- [Required work]:
**1.** In the passage on graphics APIs, what is the step that projects 3D objects into 2D pixels called?
**2.** Carry the passage on graphics APIs forward from its final sentence.

- [Supplied passage]:
-- START --

No matter whether we've got a low end or high end system, we all expect the realtime 3D revolution to continue until we achieve near parity with reality. The push forward is backed by many factors including pure hardware performance and brilliant advances in techniques for better approximating what we see. But there's another side to the equation beyond just hardware and developers: there is the graphics API.

Unlike CPUs, graphics hardware (GPUs) do not have a common instruction set upon which tools and software can be built. In order to get the power of the hardware out to the public, we need a common interface that works no matter what GPU is underneath. It's left to the graphics hardware designer to take the code generated by this application programming interface (API) and translate it into something that their chip can use. Because it's the developer's single point of contact, the graphics API is incredibly important. It defines how much flexibility programmers have in using hardware and shapes the world of high performance realtime 3D graphics.

Some of the key work done through the graphics API is taking descriptions of 3D objects in a 3D world, sending those objects and other resources to the hardware, and then telling the hardware what to do with them. There is sort of a step by step process that needs to be followed that we generally call a pipeline. Graphics API pipelines have stages where different work is done. Here's the general structure of a 3D graphics pipeline:

First vertex data (information about the position of the corners of shapes) is taken in and processed. Then those shapes can then be further manipulated and re-processed if needed. After this, 3D objects are broken down from 3D shapes by projecting them into 2D fragments called pixels (this step is called rasterization), and then these pixels are each processed by looking up texture information and using lighting techniques and so on. When pixels are finished processing, they are output and displayed on the screen. And that's the mile high overview of how 3D graphics work.

-- END --

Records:
-- START --

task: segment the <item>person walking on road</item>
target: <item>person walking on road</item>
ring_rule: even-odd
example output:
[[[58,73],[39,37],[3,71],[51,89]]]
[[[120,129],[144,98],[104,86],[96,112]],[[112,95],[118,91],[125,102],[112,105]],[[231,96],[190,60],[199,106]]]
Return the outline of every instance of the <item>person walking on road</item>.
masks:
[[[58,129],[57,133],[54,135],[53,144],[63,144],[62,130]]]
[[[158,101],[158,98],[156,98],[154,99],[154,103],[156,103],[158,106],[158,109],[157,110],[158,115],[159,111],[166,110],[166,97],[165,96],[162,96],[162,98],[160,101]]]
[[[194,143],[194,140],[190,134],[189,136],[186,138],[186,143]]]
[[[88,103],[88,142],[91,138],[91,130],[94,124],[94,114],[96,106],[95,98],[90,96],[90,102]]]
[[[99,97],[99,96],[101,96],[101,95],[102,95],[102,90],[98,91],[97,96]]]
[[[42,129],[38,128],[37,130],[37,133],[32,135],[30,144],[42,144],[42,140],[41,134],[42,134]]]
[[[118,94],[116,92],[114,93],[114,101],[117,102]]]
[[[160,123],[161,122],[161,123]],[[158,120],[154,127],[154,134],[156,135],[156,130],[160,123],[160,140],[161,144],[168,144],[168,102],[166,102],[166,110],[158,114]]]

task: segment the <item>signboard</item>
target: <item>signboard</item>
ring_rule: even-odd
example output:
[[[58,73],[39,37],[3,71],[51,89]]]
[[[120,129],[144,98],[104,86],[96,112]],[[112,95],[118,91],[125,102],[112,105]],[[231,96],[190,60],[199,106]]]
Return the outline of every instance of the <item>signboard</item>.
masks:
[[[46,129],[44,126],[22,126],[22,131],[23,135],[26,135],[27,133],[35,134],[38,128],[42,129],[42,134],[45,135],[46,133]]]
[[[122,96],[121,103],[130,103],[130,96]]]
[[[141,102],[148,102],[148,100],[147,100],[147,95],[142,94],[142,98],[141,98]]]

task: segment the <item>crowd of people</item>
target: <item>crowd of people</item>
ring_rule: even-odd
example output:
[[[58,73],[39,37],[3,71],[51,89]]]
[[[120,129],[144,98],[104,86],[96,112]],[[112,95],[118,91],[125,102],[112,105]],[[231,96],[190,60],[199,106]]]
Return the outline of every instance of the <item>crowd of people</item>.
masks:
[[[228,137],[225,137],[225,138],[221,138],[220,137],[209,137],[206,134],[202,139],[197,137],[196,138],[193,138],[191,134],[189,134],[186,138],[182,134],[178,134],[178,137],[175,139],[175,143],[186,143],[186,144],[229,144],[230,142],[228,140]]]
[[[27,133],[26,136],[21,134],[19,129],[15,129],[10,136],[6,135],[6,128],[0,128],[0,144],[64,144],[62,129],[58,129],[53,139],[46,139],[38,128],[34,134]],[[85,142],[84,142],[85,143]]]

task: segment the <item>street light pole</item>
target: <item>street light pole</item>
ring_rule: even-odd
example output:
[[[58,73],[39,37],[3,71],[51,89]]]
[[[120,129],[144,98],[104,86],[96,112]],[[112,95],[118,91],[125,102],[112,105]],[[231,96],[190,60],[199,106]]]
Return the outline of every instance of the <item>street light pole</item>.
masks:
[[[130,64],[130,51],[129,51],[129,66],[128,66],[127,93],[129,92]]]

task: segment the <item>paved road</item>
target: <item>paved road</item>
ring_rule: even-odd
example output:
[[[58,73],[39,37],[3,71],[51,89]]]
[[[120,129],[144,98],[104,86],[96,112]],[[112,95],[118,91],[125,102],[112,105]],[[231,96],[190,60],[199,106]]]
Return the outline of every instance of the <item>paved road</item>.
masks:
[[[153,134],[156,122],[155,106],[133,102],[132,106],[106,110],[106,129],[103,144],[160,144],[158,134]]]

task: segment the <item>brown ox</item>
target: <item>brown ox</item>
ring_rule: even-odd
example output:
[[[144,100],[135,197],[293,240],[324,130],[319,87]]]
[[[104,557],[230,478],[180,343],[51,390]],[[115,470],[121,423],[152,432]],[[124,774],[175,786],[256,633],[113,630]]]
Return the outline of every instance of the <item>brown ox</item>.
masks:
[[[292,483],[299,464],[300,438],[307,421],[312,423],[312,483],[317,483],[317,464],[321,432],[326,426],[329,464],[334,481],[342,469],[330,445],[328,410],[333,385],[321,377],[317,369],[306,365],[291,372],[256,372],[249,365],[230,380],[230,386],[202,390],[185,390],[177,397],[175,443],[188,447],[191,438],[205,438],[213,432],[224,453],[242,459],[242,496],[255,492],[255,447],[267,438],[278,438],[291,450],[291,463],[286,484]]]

-- END --

- [Replies]:
**1.** Rasterization.

**2.**
For the past dozen years (it seems longer doesn't it?), we've seen makers of 3D graphics hardware accelerate two very prominent APIs: OpenGL and DirectX.

We recently touched on advancements tangential to OpenGL in our OpenCL article, but today our focus will be on DirectX. Microsoft's DirectX graphics API is much more heavily used in game engines than OpenGL, in a large part because DirectX tends to move much more quickly and sets the bar for both the hardware and DirectX in terms of feature set and flexibility. That always makes upcoming versions of DirectX exciting to talk about: they define the future capabilities of hardware and expose improved tools to developers. Upcoming DirectX versions are glimpses into our graphical future. Currently we have a lot of DirectX 9 and DirectX 10 games available and in development, but DirectX 11 looms on the horizon.

As usual, Microsoft will be trying to time the release of their next DirectX revision with the release of compatible graphics hardware. As with last time, DirectX 11 will also be released with Windows 7. With the Windows 7 Beta already under way, we expect the OS to be done some time this year.

Microsoft has been rather aggressive with Windows 7 scheduling in light of the rejection of Vista, so it appears they are stepping up to the plate to get everything out sooner rather than later. There was a little more than 4 years between the release of DirectX 9 and DirectX 10. As it hit the streets with Vista in January of 2007, DirectX 10 has just turned 2 and we are already anticipating it's replacement in the very near future. As we will learn, this speedy transition should be very good for DirectX 11 adoption as DirectX 10 hasn't even become pervasive yet: many games are still DirectX 9 only.

But let's take a closer look at what we are talking about before we go any further.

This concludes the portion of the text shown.